#### [What the exercise asks]
From the study summary below, list every FlowOx therapy scenario that the research team modelled against standard care.

#### [Text shown]
※

As part of an international European study to assess the effectiveness of FlowOx therapy compared to standard care in lower limb PAD patients (including intermittent claudication, CLTI, and lower leg ulcers), Ezeofor et al developed an economic model to explore the cost-effectiveness of the therapy in a modelled cohort of patients with PAD. The project was funded by the European Commission through the Horizon 2020 Fast Track to Innovation funding scheme.

The research team constructed a Markov model to assess the relative cost-effectiveness of FlowOx therapy compared to standard care in lower limb PAD patients with intermittent claudication or CLTI. The model used data from two European trials of FlowOx therapy and published evidence on disease progression. From an NHS analysis perspective, three FlowOx therapy scenarios were modelled by adjusting the dose of FlowOx therapy and the amount of other care received alongside it, in comparison to standard care. The scenarios were: FlowOx therapy plus nominal care; FlowOx therapy only; FlowOx therapy plus standard care.

“Markov modelling allows complex real-life events to be represented in a simplified health state form,” the authors explain. “In our Markov model, we followed a cohort of 1,000 patients moving through defined Markov states and time periods. The modelled patients can remain in their current health state, move to another health state, or reach the ‘absorbed’ state (a health state with no cost or health benefit, for example, dead in this model) according to certain transition probabilities. […] Our aim was to create a realistic but simplified model, which took account of the complexity of the issue, whilst also allowing ease of modelling.”

Results of the primary Markov model analysis are presented as cost per quality-adjusted life years (QALYs) gained, for a three-month cycle and over a time horizon of five years. The results from the modelled 1,000 Monte Carlo simulations indicate that FlowOx therapy, regardless of whether standard, nominal, or no additional care was provided, was a cost-effective treatment within this hypothetical cohort, based on a single three-month dose of the intervention per year, the investigators state. They add that the probabilistic sensitivity analysis of this cost-effectiveness model “gave a robust procedure for the analysis of parameters for uncertainty”.

In the base case analysis, consisting of FlowOx therapy plus nominal care, the cost estimates were £12,704 for a single dose of FlowOx therapy per annum, as compared with £15,523 for standard care. FlowOx therapy patients gained 0.27 additional QALYs compared to standard-of-care patients. This equated to a dominant incremental cost-effectiveness ratio per QALY gained.

The probability of cost-effectiveness at different willingness to pay (WTP) thresholds were also investigated. At the National Institute for Care Excellence (NICE) threshold WTP of £20,000 and £30,000 per QALY gained, FlowOx therapy in addition to standard care had a 0.80 and 1.00 probability of being cost-effectiveness, respectively.

※

#### [Saved entries]

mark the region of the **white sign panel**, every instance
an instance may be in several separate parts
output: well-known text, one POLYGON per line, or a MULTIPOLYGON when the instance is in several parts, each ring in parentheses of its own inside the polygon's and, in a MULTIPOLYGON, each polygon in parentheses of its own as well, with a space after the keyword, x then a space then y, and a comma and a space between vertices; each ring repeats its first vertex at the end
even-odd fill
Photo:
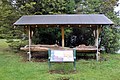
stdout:
POLYGON ((73 50, 51 50, 51 62, 73 62, 73 50))

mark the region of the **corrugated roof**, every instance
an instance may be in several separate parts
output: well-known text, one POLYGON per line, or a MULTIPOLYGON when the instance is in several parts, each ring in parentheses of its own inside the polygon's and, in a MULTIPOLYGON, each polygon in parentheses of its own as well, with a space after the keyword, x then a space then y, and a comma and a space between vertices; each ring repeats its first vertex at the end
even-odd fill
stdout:
POLYGON ((109 25, 113 22, 103 14, 66 14, 66 15, 26 15, 17 20, 14 25, 41 24, 79 24, 79 25, 109 25))

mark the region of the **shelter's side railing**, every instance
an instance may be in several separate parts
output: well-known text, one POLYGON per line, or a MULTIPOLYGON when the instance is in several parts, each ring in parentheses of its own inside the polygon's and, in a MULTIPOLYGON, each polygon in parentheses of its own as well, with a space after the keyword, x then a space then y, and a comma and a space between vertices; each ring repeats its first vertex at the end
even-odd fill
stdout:
POLYGON ((76 49, 73 50, 48 50, 48 65, 51 68, 52 62, 73 62, 76 70, 76 49))

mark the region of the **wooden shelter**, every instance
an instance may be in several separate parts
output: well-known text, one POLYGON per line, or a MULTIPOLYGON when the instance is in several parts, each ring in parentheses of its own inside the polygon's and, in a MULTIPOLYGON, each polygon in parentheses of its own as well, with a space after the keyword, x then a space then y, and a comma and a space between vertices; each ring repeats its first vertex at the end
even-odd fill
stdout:
MULTIPOLYGON (((82 47, 79 46, 76 48, 78 52, 93 51, 96 52, 97 60, 99 51, 98 51, 98 38, 101 28, 104 25, 113 25, 113 22, 108 19, 104 14, 64 14, 64 15, 26 15, 22 16, 19 20, 14 23, 14 26, 24 26, 27 27, 29 32, 29 45, 28 45, 28 54, 29 60, 31 59, 31 50, 35 50, 35 46, 31 47, 31 34, 32 28, 34 27, 60 27, 62 35, 62 48, 64 48, 64 28, 65 27, 91 27, 94 28, 95 34, 95 47, 82 47)), ((45 47, 45 46, 44 46, 45 47)), ((42 45, 37 47, 37 51, 48 50, 48 48, 42 48, 42 45)), ((49 47, 50 48, 50 47, 49 47)), ((27 50, 26 49, 26 50, 27 50)))

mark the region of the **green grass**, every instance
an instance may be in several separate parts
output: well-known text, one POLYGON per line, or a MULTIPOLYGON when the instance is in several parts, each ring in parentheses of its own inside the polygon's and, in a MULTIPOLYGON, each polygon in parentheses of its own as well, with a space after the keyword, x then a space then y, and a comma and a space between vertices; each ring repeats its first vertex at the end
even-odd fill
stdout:
POLYGON ((23 57, 7 50, 5 40, 0 40, 0 80, 120 80, 120 55, 102 54, 105 60, 77 60, 73 72, 71 63, 55 64, 50 73, 47 62, 24 62, 23 57))

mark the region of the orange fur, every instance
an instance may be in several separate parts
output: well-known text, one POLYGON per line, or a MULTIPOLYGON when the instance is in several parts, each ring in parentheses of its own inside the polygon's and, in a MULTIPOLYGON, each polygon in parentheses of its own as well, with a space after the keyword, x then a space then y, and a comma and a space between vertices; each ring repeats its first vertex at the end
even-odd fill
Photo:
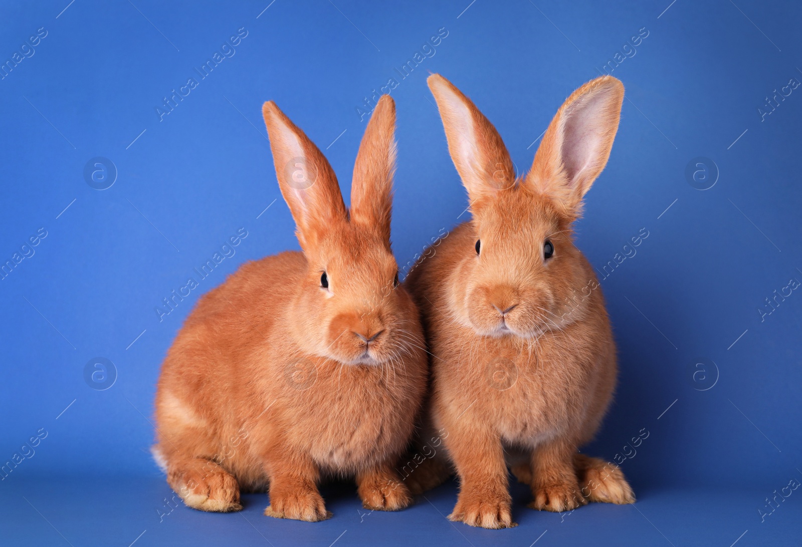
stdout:
POLYGON ((473 103, 439 75, 428 82, 473 215, 405 282, 434 355, 431 419, 447 432, 461 483, 449 518, 514 525, 511 451, 523 458, 509 463, 532 488, 531 507, 630 503, 620 470, 610 464, 602 477, 604 462, 577 459, 610 404, 617 367, 602 290, 571 232, 610 155, 623 86, 603 76, 574 91, 532 169, 516 179, 500 136, 473 103), (554 246, 548 259, 546 240, 554 246), (601 486, 586 488, 594 479, 601 486))
POLYGON ((273 103, 263 113, 303 253, 245 264, 198 302, 162 366, 156 448, 199 509, 238 510, 240 487, 269 486, 265 514, 320 521, 326 475, 354 476, 366 507, 403 509, 394 466, 427 371, 417 308, 394 282, 395 106, 383 97, 368 124, 350 216, 318 148, 273 103))

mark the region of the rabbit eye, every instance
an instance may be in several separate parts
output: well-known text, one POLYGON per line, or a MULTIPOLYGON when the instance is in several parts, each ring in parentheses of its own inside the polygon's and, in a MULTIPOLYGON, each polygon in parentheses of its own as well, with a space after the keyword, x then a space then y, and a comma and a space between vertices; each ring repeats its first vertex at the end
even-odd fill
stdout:
POLYGON ((546 242, 543 244, 543 257, 546 259, 551 258, 553 254, 554 244, 547 239, 546 242))

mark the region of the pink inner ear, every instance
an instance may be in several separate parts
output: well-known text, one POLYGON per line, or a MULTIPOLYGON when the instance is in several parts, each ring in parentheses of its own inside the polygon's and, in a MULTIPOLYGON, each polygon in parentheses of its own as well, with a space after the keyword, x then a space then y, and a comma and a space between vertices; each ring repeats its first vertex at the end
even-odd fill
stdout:
POLYGON ((599 161, 606 131, 605 108, 609 92, 601 89, 582 97, 564 112, 562 124, 562 164, 569 184, 574 186, 578 176, 599 161))

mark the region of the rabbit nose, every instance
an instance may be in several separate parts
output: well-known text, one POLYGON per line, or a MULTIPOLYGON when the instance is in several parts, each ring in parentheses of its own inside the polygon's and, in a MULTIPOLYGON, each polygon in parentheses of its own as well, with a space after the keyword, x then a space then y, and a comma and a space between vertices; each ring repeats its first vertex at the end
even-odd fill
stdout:
POLYGON ((497 311, 497 312, 499 312, 500 314, 501 314, 501 316, 502 316, 502 317, 503 317, 503 316, 504 316, 504 315, 506 315, 506 314, 508 314, 509 312, 512 311, 512 309, 513 309, 513 308, 514 308, 515 306, 517 306, 517 304, 512 304, 512 306, 508 306, 508 307, 507 307, 507 308, 505 308, 505 309, 502 310, 502 309, 501 309, 501 308, 500 308, 499 306, 496 306, 495 304, 493 304, 493 307, 494 307, 494 308, 496 308, 496 311, 497 311))
POLYGON ((355 330, 354 331, 354 334, 356 334, 357 337, 360 340, 362 340, 363 342, 364 342, 367 344, 369 344, 371 342, 373 342, 374 340, 375 340, 377 338, 379 338, 379 335, 381 334, 383 332, 384 332, 383 330, 379 330, 379 332, 377 332, 373 336, 371 336, 370 338, 368 338, 367 336, 365 336, 364 334, 363 334, 361 333, 356 332, 355 330))

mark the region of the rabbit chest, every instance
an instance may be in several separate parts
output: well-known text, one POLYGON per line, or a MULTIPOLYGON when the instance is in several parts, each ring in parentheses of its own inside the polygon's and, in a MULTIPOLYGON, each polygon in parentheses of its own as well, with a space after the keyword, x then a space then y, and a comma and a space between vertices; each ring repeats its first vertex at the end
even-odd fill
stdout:
POLYGON ((421 396, 415 383, 380 367, 340 364, 307 381, 290 394, 292 435, 322 468, 356 470, 403 449, 421 396))

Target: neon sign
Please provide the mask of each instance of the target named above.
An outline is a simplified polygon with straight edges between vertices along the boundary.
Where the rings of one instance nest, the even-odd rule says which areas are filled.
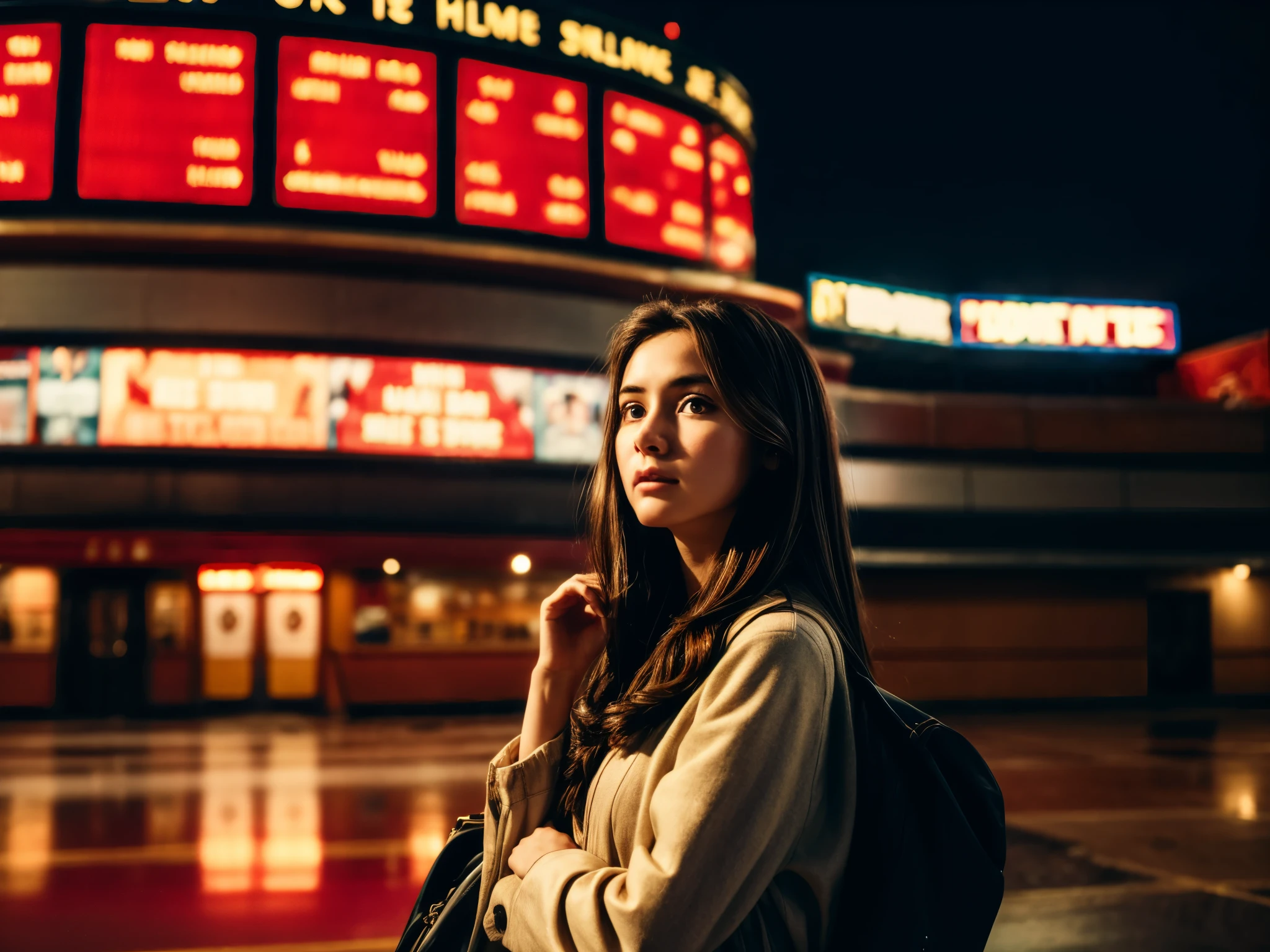
[[[940,294],[853,278],[808,278],[812,326],[871,336],[952,343],[952,302]]]
[[[1177,350],[1177,306],[1154,301],[958,294],[958,344],[1030,350]]]
[[[460,60],[457,110],[458,221],[587,236],[585,83]]]
[[[437,57],[335,39],[278,47],[278,204],[437,211]]]
[[[958,294],[808,275],[813,330],[945,347],[1172,354],[1177,306],[1160,301]]]

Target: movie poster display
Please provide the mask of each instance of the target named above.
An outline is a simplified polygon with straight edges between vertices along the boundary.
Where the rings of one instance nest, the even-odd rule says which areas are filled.
[[[330,360],[334,448],[533,458],[533,371],[382,357]]]
[[[328,362],[316,354],[110,348],[102,446],[325,449]]]
[[[44,446],[90,447],[97,443],[102,406],[102,348],[39,349],[36,420]]]
[[[533,457],[593,463],[603,443],[608,381],[593,373],[533,374]]]

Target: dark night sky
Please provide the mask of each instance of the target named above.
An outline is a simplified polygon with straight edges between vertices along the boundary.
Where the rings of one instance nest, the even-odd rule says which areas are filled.
[[[1171,300],[1184,349],[1270,325],[1270,6],[587,6],[749,89],[762,281]]]

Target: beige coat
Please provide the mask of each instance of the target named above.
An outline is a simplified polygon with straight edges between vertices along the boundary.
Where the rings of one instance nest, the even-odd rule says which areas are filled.
[[[523,880],[507,857],[547,821],[564,739],[499,751],[472,952],[709,952],[739,927],[747,949],[824,946],[855,819],[851,708],[837,638],[801,603],[759,614],[781,600],[737,619],[639,750],[608,754],[574,823],[582,849]]]

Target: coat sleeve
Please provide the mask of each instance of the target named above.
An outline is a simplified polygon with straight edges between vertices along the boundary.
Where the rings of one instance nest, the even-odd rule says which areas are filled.
[[[555,806],[564,745],[565,736],[561,731],[521,760],[521,739],[517,736],[490,760],[485,778],[485,854],[470,949],[479,949],[485,944],[481,941],[481,916],[489,906],[494,883],[511,872],[507,857],[512,848],[542,826]]]
[[[833,692],[828,645],[791,613],[766,618],[702,685],[648,800],[650,835],[636,840],[650,845],[629,868],[564,849],[523,881],[505,877],[485,916],[490,938],[512,952],[698,952],[742,923],[806,821]]]

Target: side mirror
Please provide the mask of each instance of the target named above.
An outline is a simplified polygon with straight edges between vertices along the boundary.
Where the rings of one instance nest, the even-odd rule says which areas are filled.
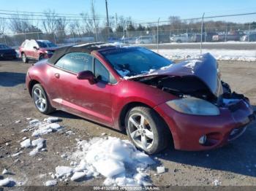
[[[78,79],[87,79],[89,81],[90,85],[97,83],[94,73],[89,70],[79,72],[77,75],[77,78]]]

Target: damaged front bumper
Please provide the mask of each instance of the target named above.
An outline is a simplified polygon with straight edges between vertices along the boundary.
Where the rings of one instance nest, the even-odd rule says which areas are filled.
[[[169,126],[176,149],[195,151],[222,147],[240,136],[255,120],[249,101],[241,99],[232,106],[220,107],[217,116],[190,115],[178,112],[166,104],[155,110]],[[206,141],[199,141],[202,137]]]

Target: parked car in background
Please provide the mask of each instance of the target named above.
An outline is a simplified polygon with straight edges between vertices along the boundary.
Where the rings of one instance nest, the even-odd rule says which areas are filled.
[[[109,43],[121,42],[121,40],[119,38],[116,38],[116,37],[109,37],[108,38],[108,42]]]
[[[58,46],[48,40],[26,40],[19,47],[20,57],[24,63],[50,58]]]
[[[61,109],[126,130],[148,154],[168,145],[219,147],[255,119],[249,99],[221,81],[209,53],[174,64],[140,47],[66,47],[32,66],[26,84],[41,113]]]
[[[195,42],[195,36],[192,34],[174,35],[170,38],[170,40],[172,42],[177,43]]]
[[[127,38],[121,38],[121,41],[123,43],[127,44],[135,44],[136,43],[136,37],[127,37]]]
[[[0,44],[0,59],[15,59],[17,52],[15,50],[7,46],[4,44]]]
[[[244,42],[256,42],[256,33],[244,35],[240,40]]]
[[[212,40],[214,42],[225,42],[225,41],[240,41],[240,38],[244,35],[243,31],[229,31],[227,34],[219,34],[212,36]]]
[[[203,42],[212,42],[212,36],[214,35],[218,35],[216,32],[206,32],[203,36]]]
[[[135,44],[152,44],[152,36],[140,36],[135,40]]]

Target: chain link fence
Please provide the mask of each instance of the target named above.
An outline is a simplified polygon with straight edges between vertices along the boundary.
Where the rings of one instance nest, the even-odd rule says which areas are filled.
[[[95,31],[99,32],[80,34],[74,30],[67,30],[52,34],[40,31],[2,34],[0,35],[0,43],[19,47],[26,39],[49,40],[59,46],[97,41],[127,44],[256,42],[256,23],[237,24],[213,21],[212,18],[187,19],[172,24],[169,21],[148,23],[144,23],[144,28],[140,31],[124,29],[123,31],[115,31],[115,28],[112,28]]]

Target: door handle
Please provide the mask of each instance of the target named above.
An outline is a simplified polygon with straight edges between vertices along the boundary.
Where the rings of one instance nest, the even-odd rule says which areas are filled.
[[[54,76],[56,78],[59,78],[59,73],[55,73]]]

※

#### [Reply to the task]
FlowOx therapy plus nominal care; FlowOx therapy only; FlowOx therapy plus standard care.